───── PROVIDED PASSAGE

To be sure, designing a solo-play wargame is not an easy task, and many others (B-17: Queen of the Skies and, to a lesser degree, Butterfield's RAF) are also essentially die-rolling exercises; digital games can have complicated AIs, but analog ones must have relatively simple resolution systems. Still, Ambush -- and even, I would suggest, the unfairly-maligned Fall of Rome -- show that hidden information, in the first case, and semi-stochastic systems in the second, can get you beyond mere chance.
In short, Israeli Independence may adequately serve its purpose as an introduction to board wargaming; and it succeeds in what appears to be its main design objective: providing an accessible simulation of the 1948-49 war that gives a sense of the overwhelming obstacles faced by the nascent Israeli state. And yet, it is sadly deficient, both from a boardgame design aesthetic, and as a simulation.




















Systematic Depop
I want to play a game where you systematically depopulate the Palestinians using a combination of terror-dialectic cycles, pre-warned rocketing of illegal homes, and regularly scheduled bulldozing.

──────────
───── EXTRACTED MATERIAL

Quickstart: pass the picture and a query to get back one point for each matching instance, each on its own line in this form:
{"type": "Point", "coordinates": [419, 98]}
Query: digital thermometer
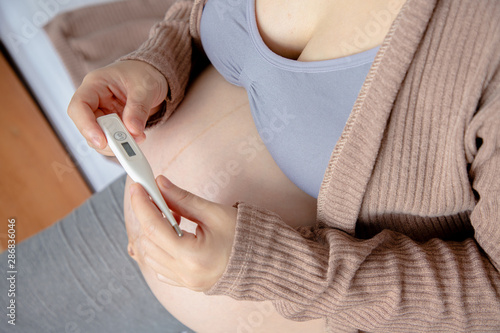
{"type": "Point", "coordinates": [134, 162]}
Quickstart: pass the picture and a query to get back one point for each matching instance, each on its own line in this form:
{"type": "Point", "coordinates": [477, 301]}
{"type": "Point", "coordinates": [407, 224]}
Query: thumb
{"type": "Point", "coordinates": [136, 111]}
{"type": "Point", "coordinates": [185, 203]}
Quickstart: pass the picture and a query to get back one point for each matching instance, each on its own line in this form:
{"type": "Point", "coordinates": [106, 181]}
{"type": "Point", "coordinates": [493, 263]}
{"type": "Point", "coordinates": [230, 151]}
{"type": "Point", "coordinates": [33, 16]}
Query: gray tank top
{"type": "Point", "coordinates": [299, 108]}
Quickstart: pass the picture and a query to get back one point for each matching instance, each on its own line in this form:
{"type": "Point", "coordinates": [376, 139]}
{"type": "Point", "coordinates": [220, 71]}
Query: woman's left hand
{"type": "Point", "coordinates": [192, 261]}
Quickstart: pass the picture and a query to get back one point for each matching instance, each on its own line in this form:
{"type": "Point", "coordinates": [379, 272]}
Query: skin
{"type": "Point", "coordinates": [235, 167]}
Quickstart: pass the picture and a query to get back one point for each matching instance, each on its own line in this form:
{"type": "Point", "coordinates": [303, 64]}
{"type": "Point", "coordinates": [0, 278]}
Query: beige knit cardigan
{"type": "Point", "coordinates": [408, 219]}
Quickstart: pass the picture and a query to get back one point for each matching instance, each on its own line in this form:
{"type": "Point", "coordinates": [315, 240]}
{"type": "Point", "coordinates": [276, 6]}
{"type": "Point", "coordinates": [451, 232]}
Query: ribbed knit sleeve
{"type": "Point", "coordinates": [408, 233]}
{"type": "Point", "coordinates": [170, 48]}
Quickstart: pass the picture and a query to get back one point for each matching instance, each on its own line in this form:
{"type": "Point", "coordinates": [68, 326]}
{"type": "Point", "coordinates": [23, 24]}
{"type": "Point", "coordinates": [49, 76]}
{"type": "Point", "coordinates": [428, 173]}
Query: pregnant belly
{"type": "Point", "coordinates": [210, 147]}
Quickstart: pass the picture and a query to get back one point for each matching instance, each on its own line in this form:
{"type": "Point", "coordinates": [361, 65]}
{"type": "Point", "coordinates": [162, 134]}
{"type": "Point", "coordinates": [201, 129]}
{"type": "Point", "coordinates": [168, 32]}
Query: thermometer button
{"type": "Point", "coordinates": [120, 136]}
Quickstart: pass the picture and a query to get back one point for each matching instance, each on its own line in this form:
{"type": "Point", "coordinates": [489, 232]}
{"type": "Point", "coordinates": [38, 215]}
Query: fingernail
{"type": "Point", "coordinates": [96, 140]}
{"type": "Point", "coordinates": [137, 125]}
{"type": "Point", "coordinates": [130, 250]}
{"type": "Point", "coordinates": [164, 182]}
{"type": "Point", "coordinates": [133, 189]}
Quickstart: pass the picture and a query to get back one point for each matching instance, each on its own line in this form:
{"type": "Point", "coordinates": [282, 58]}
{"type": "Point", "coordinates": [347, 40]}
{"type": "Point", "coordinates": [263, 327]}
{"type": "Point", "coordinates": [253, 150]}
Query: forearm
{"type": "Point", "coordinates": [171, 48]}
{"type": "Point", "coordinates": [388, 282]}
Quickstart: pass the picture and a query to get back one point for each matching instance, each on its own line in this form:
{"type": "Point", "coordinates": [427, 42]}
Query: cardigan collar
{"type": "Point", "coordinates": [354, 156]}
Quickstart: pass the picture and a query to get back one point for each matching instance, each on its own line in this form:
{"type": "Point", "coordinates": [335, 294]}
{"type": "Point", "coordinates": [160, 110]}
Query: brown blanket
{"type": "Point", "coordinates": [95, 36]}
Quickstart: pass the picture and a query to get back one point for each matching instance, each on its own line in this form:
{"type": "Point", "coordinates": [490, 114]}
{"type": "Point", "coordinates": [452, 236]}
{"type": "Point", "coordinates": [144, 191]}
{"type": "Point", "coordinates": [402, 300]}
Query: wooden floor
{"type": "Point", "coordinates": [39, 184]}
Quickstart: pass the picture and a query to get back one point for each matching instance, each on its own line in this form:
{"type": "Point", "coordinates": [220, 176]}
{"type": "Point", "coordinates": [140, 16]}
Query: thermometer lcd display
{"type": "Point", "coordinates": [128, 149]}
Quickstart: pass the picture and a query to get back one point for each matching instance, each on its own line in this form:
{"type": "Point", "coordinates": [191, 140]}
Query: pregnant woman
{"type": "Point", "coordinates": [335, 168]}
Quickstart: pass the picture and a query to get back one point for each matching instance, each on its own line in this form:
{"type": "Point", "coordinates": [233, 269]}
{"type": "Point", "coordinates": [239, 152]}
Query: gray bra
{"type": "Point", "coordinates": [299, 108]}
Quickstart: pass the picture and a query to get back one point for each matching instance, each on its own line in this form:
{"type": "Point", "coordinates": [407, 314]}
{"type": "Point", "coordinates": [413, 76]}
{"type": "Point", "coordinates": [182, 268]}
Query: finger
{"type": "Point", "coordinates": [153, 225]}
{"type": "Point", "coordinates": [81, 110]}
{"type": "Point", "coordinates": [148, 249]}
{"type": "Point", "coordinates": [164, 279]}
{"type": "Point", "coordinates": [185, 203]}
{"type": "Point", "coordinates": [136, 112]}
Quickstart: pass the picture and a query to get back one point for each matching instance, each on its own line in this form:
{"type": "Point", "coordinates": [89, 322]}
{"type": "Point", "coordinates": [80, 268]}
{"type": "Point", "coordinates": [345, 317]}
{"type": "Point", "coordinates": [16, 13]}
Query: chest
{"type": "Point", "coordinates": [324, 29]}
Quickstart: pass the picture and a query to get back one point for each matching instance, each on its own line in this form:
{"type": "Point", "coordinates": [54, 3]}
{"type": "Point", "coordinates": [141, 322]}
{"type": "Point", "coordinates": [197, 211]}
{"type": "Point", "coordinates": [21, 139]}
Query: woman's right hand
{"type": "Point", "coordinates": [133, 89]}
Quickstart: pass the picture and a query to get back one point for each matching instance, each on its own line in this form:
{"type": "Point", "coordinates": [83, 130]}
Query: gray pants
{"type": "Point", "coordinates": [76, 276]}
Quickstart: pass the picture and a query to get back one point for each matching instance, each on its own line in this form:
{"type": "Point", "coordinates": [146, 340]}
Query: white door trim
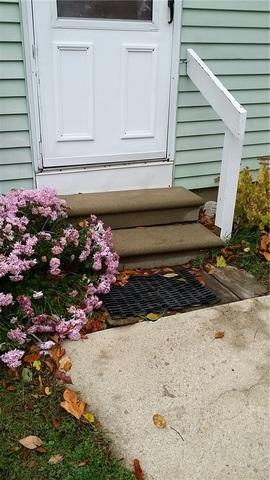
{"type": "Point", "coordinates": [30, 54]}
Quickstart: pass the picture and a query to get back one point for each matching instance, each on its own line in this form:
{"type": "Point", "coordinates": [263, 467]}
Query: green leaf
{"type": "Point", "coordinates": [221, 262]}
{"type": "Point", "coordinates": [27, 375]}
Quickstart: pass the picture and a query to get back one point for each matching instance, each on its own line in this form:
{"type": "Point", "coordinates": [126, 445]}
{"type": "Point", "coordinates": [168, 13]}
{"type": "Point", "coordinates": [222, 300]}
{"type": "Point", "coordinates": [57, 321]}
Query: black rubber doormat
{"type": "Point", "coordinates": [157, 293]}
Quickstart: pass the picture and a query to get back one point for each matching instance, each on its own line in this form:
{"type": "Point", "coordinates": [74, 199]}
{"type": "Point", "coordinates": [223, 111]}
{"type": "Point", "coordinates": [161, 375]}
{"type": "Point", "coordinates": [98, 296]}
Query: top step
{"type": "Point", "coordinates": [83, 204]}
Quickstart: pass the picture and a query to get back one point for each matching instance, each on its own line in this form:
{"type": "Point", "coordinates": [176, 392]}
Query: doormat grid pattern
{"type": "Point", "coordinates": [157, 293]}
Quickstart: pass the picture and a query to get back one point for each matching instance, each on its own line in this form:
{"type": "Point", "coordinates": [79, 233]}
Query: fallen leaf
{"type": "Point", "coordinates": [170, 275]}
{"type": "Point", "coordinates": [56, 353]}
{"type": "Point", "coordinates": [159, 421]}
{"type": "Point", "coordinates": [31, 442]}
{"type": "Point", "coordinates": [219, 334]}
{"type": "Point", "coordinates": [62, 376]}
{"type": "Point", "coordinates": [47, 391]}
{"type": "Point", "coordinates": [82, 463]}
{"type": "Point", "coordinates": [72, 404]}
{"type": "Point", "coordinates": [31, 357]}
{"type": "Point", "coordinates": [54, 459]}
{"type": "Point", "coordinates": [65, 363]}
{"type": "Point", "coordinates": [266, 256]}
{"type": "Point", "coordinates": [168, 270]}
{"type": "Point", "coordinates": [89, 416]}
{"type": "Point", "coordinates": [182, 280]}
{"type": "Point", "coordinates": [122, 279]}
{"type": "Point", "coordinates": [153, 316]}
{"type": "Point", "coordinates": [56, 422]}
{"type": "Point", "coordinates": [37, 365]}
{"type": "Point", "coordinates": [50, 364]}
{"type": "Point", "coordinates": [221, 262]}
{"type": "Point", "coordinates": [11, 388]}
{"type": "Point", "coordinates": [138, 472]}
{"type": "Point", "coordinates": [264, 246]}
{"type": "Point", "coordinates": [40, 449]}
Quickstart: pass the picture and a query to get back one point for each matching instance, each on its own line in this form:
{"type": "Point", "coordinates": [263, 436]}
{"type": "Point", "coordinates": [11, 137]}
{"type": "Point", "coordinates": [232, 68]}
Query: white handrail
{"type": "Point", "coordinates": [233, 116]}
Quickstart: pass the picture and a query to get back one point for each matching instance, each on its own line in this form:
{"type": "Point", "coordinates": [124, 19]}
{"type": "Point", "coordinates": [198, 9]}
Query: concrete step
{"type": "Point", "coordinates": [157, 206]}
{"type": "Point", "coordinates": [162, 245]}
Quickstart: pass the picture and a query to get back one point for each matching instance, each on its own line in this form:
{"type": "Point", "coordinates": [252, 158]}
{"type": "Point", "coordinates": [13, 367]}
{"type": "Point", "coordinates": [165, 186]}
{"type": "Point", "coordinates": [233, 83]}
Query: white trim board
{"type": "Point", "coordinates": [107, 179]}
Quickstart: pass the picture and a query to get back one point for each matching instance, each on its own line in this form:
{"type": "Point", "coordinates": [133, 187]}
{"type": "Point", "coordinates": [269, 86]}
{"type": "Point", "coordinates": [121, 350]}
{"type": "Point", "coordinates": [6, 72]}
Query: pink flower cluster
{"type": "Point", "coordinates": [38, 250]}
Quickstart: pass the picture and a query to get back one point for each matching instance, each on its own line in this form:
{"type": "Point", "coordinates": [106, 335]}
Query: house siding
{"type": "Point", "coordinates": [232, 37]}
{"type": "Point", "coordinates": [16, 168]}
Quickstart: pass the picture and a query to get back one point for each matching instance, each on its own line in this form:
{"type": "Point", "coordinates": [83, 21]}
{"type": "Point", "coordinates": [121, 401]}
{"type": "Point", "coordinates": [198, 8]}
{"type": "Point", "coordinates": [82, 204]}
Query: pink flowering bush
{"type": "Point", "coordinates": [51, 272]}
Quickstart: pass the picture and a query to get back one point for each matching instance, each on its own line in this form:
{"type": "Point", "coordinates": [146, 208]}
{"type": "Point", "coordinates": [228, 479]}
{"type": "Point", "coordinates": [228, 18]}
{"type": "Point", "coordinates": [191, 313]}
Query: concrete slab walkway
{"type": "Point", "coordinates": [214, 392]}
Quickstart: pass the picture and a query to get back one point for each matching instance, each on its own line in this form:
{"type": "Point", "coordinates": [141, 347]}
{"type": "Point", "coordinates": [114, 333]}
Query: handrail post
{"type": "Point", "coordinates": [233, 116]}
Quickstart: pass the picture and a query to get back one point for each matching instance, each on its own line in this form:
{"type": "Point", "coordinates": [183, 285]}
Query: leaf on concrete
{"type": "Point", "coordinates": [31, 442]}
{"type": "Point", "coordinates": [138, 472]}
{"type": "Point", "coordinates": [89, 416]}
{"type": "Point", "coordinates": [219, 334]}
{"type": "Point", "coordinates": [72, 404]}
{"type": "Point", "coordinates": [54, 459]}
{"type": "Point", "coordinates": [159, 421]}
{"type": "Point", "coordinates": [221, 262]}
{"type": "Point", "coordinates": [153, 316]}
{"type": "Point", "coordinates": [62, 376]}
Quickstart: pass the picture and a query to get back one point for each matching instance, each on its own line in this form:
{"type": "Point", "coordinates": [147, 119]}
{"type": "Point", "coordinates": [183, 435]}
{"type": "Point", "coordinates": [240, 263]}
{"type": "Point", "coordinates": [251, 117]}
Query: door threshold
{"type": "Point", "coordinates": [128, 176]}
{"type": "Point", "coordinates": [94, 166]}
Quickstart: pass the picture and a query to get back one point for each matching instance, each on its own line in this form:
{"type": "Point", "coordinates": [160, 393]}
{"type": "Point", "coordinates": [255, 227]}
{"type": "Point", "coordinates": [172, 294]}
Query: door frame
{"type": "Point", "coordinates": [32, 84]}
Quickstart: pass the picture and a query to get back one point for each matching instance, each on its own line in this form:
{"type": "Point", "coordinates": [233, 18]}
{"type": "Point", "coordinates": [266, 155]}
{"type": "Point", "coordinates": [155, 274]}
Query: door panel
{"type": "Point", "coordinates": [104, 84]}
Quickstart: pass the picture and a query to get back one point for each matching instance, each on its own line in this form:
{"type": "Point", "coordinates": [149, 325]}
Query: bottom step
{"type": "Point", "coordinates": [162, 245]}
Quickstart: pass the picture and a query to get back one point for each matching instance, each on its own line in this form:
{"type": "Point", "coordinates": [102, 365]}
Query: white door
{"type": "Point", "coordinates": [104, 80]}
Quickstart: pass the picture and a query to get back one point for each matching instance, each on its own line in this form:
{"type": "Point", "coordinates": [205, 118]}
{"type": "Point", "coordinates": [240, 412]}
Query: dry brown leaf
{"type": "Point", "coordinates": [40, 449]}
{"type": "Point", "coordinates": [82, 463]}
{"type": "Point", "coordinates": [219, 334]}
{"type": "Point", "coordinates": [31, 442]}
{"type": "Point", "coordinates": [54, 459]}
{"type": "Point", "coordinates": [138, 472]}
{"type": "Point", "coordinates": [32, 357]}
{"type": "Point", "coordinates": [264, 246]}
{"type": "Point", "coordinates": [72, 404]}
{"type": "Point", "coordinates": [65, 363]}
{"type": "Point", "coordinates": [159, 421]}
{"type": "Point", "coordinates": [56, 422]}
{"type": "Point", "coordinates": [62, 376]}
{"type": "Point", "coordinates": [168, 270]}
{"type": "Point", "coordinates": [153, 316]}
{"type": "Point", "coordinates": [266, 256]}
{"type": "Point", "coordinates": [56, 353]}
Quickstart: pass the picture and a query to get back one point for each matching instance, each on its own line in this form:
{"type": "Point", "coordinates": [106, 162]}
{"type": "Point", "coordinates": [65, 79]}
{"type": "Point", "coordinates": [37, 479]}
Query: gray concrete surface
{"type": "Point", "coordinates": [214, 392]}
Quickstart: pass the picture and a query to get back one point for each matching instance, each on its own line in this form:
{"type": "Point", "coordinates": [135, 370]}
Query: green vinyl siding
{"type": "Point", "coordinates": [232, 37]}
{"type": "Point", "coordinates": [16, 168]}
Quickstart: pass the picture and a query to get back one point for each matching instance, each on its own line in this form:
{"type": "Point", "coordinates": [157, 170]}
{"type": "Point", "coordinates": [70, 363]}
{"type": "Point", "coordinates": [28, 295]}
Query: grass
{"type": "Point", "coordinates": [251, 261]}
{"type": "Point", "coordinates": [86, 454]}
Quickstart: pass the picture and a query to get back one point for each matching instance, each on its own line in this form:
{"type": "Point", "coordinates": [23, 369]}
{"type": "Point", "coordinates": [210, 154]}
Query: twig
{"type": "Point", "coordinates": [177, 433]}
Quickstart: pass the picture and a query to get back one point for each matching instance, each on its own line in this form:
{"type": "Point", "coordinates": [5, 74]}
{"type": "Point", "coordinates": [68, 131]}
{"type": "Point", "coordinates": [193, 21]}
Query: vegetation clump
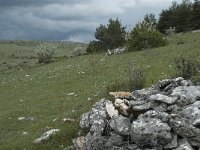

──────────

TASKS:
- a) In the wargame review, condense the paragraph that begins "In short, Israeli Independence" into a short list of its main points.
- b) According to the wargame review, which war does Israeli Independence simulate?
- c) Carry the wargame review forward from the last sentence shown.
None of the material is needed for the work here.

ANSWERS GIVEN:
- a)
- Israeli Independence may adequately serve as an introduction to board wargaming.
- It meets its apparent main design goal: an accessible simulation of the 1948-49 war that conveys the overwhelming obstacles facing the new Israeli state.
- It is sadly deficient both in boardgame design aesthetics and as a simulation.

- b) It simulates the 1948-49 war.

- c)
Now that I think about it, I want to play a game where you systematically depopulate the entire human species using combination of air pollution, cell phone radiation, genetically modified food additives, pharmaceutical tainted water supply, non-preventative medicine, and an education system that encourages people to act like lemmings.
Solitaire games--stochastic vs. pre-programmed
I think stochastic solitaire games only work when the game itself is pleasant to "watch." In B-17: Queen of the Skies, executing the mechanics was relatively mindless--what I enjoyed about it was the sense that you were watching a movie of a bomber mission, with no sense as to how it might end (and, for those of us with minor OCD, naming the crew members after our friends and keeping obsessive track of who survived for how many missions). In other stochastic games such as Patton's Best or Fall of Rome, it wasn't as much fun to watch; as a result, executing the mechanics felt like work.
Ambush is an entirely different manner--it was a (very successful) attempt to do what today would be done by a computer, generating some simple AI by pre-programming a variety of quite reasonable enemy responses, which would be triggered differently depending on the situation (eg if all companions are dead, run away, otherwise try to advance to the building; when inside, shoot at enemy). It required some real thinking and was also quite fun to "watch" as well.
I haven't played this game, but it sounds more like Patton's Best than B-17.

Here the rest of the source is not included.